▶ [Challenge A]:
In the passage on student housing insecurity, how many students would the proposed Munger Hall dormitory house?

The cause of housing insecurity at this institution, and many other universities across the country, are:

(1)   increased rates of acceptance of students, in the pursuit of more tuition revenue of course, 

(2)   rising inflation rates across the country, making obtaining affordable housing a competitive sport, and 

(3) the simple greed of the absentee landlord, who takes advantage of a student’s necessity to secure housing.

The proposed solution to this housing insecurity in my university was the Dormzilla Munger Hall. This dormitory would house over 4000 students, over 90% of them in rooms with no windows or outside light. This proposal received country-wide outrage and criticism; yet another example of the corporate greed and dehumanization that students must shoulder while in pursuit of higher education.

▶ [Dataset]:

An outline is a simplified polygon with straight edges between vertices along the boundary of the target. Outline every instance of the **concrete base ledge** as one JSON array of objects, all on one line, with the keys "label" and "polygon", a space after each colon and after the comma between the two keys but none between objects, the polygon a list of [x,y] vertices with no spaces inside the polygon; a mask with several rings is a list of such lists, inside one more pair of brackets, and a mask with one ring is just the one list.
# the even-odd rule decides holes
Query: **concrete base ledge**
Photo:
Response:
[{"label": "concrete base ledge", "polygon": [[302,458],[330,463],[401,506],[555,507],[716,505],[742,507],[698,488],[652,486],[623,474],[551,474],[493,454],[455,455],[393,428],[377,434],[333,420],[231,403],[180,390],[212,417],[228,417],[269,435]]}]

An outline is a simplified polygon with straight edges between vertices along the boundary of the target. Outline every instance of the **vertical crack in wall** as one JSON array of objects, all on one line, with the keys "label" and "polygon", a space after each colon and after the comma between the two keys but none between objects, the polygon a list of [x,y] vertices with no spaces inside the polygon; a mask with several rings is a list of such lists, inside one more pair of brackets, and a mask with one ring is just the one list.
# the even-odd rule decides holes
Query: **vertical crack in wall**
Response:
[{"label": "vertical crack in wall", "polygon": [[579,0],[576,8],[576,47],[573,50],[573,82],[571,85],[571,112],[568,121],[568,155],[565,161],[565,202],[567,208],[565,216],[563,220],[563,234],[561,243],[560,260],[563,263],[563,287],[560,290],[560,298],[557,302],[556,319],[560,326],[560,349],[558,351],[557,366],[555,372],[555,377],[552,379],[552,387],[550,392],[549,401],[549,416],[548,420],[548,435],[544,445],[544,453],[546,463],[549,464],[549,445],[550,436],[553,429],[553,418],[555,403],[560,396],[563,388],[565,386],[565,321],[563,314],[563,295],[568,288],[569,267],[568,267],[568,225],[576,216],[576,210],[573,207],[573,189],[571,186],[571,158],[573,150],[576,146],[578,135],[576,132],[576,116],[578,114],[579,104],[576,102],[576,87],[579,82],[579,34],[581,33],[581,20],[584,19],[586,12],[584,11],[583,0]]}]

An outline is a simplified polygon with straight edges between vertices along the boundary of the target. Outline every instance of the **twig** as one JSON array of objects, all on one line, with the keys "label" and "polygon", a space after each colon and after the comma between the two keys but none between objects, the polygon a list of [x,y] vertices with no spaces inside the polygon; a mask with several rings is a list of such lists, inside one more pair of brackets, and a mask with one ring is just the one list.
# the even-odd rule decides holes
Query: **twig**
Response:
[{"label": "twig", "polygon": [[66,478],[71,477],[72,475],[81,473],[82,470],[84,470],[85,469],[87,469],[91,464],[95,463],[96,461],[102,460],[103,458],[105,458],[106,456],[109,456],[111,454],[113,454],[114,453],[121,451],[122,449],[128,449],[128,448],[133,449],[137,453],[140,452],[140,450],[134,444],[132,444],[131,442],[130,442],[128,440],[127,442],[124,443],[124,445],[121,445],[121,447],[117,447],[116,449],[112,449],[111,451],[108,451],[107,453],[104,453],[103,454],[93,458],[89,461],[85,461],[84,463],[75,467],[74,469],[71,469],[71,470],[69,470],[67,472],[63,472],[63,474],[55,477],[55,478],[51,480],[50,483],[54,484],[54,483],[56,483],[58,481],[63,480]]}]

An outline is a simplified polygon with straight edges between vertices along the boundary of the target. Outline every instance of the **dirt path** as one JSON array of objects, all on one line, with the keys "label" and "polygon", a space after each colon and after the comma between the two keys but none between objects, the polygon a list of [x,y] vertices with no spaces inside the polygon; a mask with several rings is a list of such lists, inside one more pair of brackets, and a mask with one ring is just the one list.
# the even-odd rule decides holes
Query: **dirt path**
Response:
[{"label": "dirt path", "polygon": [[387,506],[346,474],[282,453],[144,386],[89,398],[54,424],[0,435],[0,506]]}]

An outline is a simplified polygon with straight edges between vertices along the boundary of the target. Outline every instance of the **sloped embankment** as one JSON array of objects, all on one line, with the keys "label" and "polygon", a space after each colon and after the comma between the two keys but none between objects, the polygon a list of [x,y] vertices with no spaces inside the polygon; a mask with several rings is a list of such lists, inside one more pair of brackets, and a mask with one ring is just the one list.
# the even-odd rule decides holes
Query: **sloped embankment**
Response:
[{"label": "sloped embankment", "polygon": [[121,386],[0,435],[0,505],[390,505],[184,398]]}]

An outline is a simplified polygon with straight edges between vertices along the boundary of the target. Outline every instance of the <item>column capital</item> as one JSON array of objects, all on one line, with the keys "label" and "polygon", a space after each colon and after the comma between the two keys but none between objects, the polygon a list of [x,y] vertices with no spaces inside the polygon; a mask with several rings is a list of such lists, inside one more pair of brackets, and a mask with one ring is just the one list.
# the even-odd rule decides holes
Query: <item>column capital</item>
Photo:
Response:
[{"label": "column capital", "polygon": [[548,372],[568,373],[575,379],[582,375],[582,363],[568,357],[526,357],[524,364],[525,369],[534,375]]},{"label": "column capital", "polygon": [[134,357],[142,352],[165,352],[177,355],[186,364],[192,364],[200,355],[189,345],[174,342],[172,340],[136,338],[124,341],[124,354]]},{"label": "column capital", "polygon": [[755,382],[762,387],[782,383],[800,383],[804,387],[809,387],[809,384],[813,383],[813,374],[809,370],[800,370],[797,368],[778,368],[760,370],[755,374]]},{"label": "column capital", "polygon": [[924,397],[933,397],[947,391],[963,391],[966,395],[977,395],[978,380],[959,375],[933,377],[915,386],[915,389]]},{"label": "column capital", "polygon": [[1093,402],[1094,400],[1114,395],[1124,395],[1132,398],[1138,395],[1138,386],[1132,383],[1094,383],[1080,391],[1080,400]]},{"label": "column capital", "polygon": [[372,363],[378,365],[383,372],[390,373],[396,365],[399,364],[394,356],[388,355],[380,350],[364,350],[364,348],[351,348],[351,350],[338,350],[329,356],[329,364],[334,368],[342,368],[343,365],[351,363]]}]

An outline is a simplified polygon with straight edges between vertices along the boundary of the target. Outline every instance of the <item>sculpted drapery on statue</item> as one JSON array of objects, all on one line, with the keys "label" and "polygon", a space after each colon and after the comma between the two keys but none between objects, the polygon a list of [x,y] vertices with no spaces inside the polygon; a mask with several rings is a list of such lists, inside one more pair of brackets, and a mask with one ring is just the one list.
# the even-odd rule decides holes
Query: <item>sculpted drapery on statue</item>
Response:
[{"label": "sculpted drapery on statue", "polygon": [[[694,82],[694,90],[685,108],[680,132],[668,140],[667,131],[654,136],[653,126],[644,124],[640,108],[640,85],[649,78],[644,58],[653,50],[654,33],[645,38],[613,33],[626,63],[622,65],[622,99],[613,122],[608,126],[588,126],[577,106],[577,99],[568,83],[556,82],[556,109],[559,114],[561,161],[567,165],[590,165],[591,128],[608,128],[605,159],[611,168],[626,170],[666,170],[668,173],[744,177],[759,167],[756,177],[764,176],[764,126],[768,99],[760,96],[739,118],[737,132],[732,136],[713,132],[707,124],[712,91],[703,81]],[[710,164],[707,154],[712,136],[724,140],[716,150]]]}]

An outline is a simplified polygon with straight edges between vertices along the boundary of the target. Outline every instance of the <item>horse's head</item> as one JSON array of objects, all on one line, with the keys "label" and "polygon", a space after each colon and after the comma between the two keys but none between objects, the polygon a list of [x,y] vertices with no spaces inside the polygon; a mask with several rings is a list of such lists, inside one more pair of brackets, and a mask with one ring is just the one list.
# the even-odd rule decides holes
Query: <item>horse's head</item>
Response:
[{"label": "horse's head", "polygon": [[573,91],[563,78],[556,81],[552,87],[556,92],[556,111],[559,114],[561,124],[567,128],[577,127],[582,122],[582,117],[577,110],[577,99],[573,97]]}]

▶ [Challenge B]:
How many lines of the records contain the string "embankment"? Matching is case-sensitive. Reply with the number alone.

▶ [Exercise output A]:
Over 4000 students.

▶ [Exercise output B]:
3